Print the listing that follows, character for character.

(Raw records)
———
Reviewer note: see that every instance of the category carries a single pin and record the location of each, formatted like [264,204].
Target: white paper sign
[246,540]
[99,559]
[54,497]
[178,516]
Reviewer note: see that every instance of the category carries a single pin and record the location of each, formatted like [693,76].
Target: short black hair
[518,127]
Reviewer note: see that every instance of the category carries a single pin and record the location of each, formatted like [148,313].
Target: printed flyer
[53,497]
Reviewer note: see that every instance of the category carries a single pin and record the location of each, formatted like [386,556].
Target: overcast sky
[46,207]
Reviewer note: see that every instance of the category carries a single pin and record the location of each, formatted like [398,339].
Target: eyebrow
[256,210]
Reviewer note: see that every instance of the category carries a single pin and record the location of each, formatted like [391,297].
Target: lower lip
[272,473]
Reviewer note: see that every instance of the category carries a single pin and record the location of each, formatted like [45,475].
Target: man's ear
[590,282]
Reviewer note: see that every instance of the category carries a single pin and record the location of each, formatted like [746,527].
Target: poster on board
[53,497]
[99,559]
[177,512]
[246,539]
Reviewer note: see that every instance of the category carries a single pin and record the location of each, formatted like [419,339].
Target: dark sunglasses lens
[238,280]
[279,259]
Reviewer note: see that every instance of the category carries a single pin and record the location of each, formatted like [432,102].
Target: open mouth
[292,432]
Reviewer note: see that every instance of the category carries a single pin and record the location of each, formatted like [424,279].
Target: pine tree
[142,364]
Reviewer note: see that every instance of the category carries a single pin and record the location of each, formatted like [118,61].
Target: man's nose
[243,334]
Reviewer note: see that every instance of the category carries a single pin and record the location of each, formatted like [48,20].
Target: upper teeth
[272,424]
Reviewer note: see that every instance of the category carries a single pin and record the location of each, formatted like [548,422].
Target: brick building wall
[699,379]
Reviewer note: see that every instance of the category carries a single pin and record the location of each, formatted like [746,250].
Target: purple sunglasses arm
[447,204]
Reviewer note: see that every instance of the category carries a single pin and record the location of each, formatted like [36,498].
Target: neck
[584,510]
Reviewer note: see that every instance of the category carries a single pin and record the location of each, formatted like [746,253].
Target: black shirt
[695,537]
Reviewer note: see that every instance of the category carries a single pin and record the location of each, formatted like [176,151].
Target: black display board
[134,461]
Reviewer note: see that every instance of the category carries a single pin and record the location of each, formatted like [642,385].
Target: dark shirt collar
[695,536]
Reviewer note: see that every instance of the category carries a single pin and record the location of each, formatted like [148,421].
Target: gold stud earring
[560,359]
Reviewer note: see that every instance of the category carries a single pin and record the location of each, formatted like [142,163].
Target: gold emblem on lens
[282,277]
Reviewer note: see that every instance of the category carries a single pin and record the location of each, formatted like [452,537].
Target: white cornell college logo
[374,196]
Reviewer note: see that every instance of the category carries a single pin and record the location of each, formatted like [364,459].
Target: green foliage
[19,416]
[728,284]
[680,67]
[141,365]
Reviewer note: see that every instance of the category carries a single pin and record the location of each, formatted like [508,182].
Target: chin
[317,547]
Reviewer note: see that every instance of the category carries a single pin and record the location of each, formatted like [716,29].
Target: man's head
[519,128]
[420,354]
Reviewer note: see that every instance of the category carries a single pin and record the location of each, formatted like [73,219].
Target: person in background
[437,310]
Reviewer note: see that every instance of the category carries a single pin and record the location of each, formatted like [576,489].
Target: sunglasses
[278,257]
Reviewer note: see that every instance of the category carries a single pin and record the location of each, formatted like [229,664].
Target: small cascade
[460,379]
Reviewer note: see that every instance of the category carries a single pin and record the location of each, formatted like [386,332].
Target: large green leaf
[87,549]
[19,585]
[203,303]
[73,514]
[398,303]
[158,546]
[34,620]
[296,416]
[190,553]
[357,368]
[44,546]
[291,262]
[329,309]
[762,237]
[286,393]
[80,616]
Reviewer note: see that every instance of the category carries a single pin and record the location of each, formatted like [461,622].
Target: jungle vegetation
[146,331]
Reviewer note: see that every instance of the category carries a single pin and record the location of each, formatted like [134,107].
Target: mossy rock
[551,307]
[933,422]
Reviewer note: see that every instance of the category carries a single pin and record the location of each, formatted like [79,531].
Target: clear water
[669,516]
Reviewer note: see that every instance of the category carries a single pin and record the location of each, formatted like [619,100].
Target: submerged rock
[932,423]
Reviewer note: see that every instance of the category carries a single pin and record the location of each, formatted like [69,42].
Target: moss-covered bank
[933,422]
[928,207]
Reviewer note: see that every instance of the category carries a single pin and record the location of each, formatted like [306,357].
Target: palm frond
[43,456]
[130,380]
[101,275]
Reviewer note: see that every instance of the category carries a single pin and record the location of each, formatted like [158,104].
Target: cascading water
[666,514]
———
• [REPLY]
Reviewer note: see that every instance of the category carries a single pin and record the location of each, formatted like [264,204].
Target: white paper sign
[246,540]
[99,559]
[54,497]
[178,516]
Reviewer note: see that every instance of the category carries a single pin and record the location of each, formatted like [693,76].
Target: short black hair
[518,127]
Reviewer note: see that every instance of the category carries a single pin and record the location of each, formatted like [148,313].
Target: printed flyer
[53,497]
Reviewer note: see that every instance of the category carries a single pin and record the location of each, formatted like [386,556].
Target: overcast sky
[46,207]
Reviewer note: see that every instance of the category carries a single pin and record the location of each, formatted like [398,339].
Target: eyebrow
[256,210]
Reviewer note: see that every instance of the category carries a single pin and record the location of each, formatted like [391,297].
Target: lower lip
[272,473]
Reviewer note: see that every instance of the category carries a single pin and record the location of each, formatted like [45,475].
Target: man's ear
[590,282]
Reviewer note: see that every instance of the category carries a single pin and record the location of each, formatted like [746,527].
Target: poster on board
[53,497]
[99,559]
[177,512]
[246,539]
Reviewer note: see that every instance of the category carries a single pin and record the location of each, formatted like [419,339].
Target: dark sunglasses lens
[238,280]
[279,259]
Reviewer note: see that every instance of the category carries a single pin and record the location of each, formatted like [432,102].
Target: open mouth
[292,432]
Reviewer note: see that every instance of the category carries a single pin and record the location of each, formatted like [424,279].
Target: pine tree
[142,364]
Reviewer note: see that every instance of the category carries a single pin and record the location of each, formatted like [118,61].
Target: man's nose
[243,334]
Reviewer note: see that every instance of the category carries a single pin and record the location of each, formatted like [48,20].
Target: upper teeth
[272,424]
Reviewer note: see that every instance of the category carries a single pin and record the location of each, formatted like [548,422].
Target: brick building wall
[699,379]
Reviewer note: see that every instance of the category carries a single pin and record the location of each, formatted like [746,250].
Target: purple sunglasses arm
[447,204]
Reviewer note: see that every instance of the category carries a single pin and record the location of each, formatted like [36,498].
Target: neck
[584,510]
Reviewer note: see that every instance of the category carries a single pin and record the location of each, formatted like [746,253].
Target: black shirt
[695,537]
Reviewer note: see that every instance of the category carries a single pin and record the location of each, formatted like [176,151].
Target: black display board
[134,461]
Reviewer note: see that every instance of the category carries a single pin and record the location of each, formatted like [642,385].
Target: dark shirt collar
[695,536]
Reviewer note: see that every instance of the category carries a single pin and record the location of each, formatted like [148,421].
Target: gold stud earring
[560,359]
Reviewer note: see that every instance of the category carries a single pin and record the location of each, formatted like [142,163].
Target: gold emblem on lens
[282,277]
Reviewer note: see that every instance of the category carries a single pin and record the location of each, formatted like [452,537].
Target: white cornell college logo
[374,196]
Reviewer note: see that every instance of the category carries a single pin and record the location of each, formatted like [364,459].
Target: green foliage
[19,416]
[728,284]
[680,67]
[141,365]
Reviewer note: see that every instance of the category carries a single pin and record the location of each, formatted like [508,182].
Target: chin
[317,547]
Reviewer note: see that every instance of the category carries a single pin and record the location of each, formatted like [716,29].
Target: man's head
[519,128]
[420,354]
Reviewer note: see that every instance of the category carries a single pin and record the location of each, formatted like [73,219].
Target: person in background
[437,310]
Reviewer note: see that every instance of the category carries a single pin and record the location of each, formatted like [576,489].
Target: sunglasses
[278,257]
Reviewer note: see that every instance of the category carries a single pin and record the location of each, formatted like [229,664].
Target: small cascade
[460,379]
Reviewer note: see that every instance of the category carries a single pin and record the location of each, formatted like [386,332].
Target: large green leaf
[87,549]
[19,585]
[203,303]
[73,514]
[398,303]
[158,546]
[34,620]
[296,416]
[190,553]
[357,368]
[44,546]
[291,262]
[329,309]
[762,237]
[286,393]
[80,616]
Reviewer note: see that every instance of the category carries a single pin and record the location of each, formatted like [461,622].
Target: jungle vegetation
[146,331]
Reviewer note: see that every instance of the category carries a single pin and record the location of each, formatted like [134,107].
Target: mossy rock
[551,307]
[933,422]
Reviewer note: see that every instance of the category carries a single pin and record the location of each, formatted like [79,531].
Target: clear water
[669,516]
Reviewer note: see that every instance of the category carries a single pin and record the location of each, formatted like [619,100].
Target: submerged rock
[932,423]
Reviewer note: see that every instance of the category carries a single pin and record the location of each, formatted like [69,42].
Target: moss-covered bank
[933,422]
[928,207]
Reviewer note: see that every instance of the category carries a single pin and record the location of each, formatted like [306,357].
Target: palm frond
[43,456]
[130,380]
[101,275]
Reviewer note: see that every instance of the category carries a single pin and record the location of each, formatted like [158,104].
Target: cascading water
[666,514]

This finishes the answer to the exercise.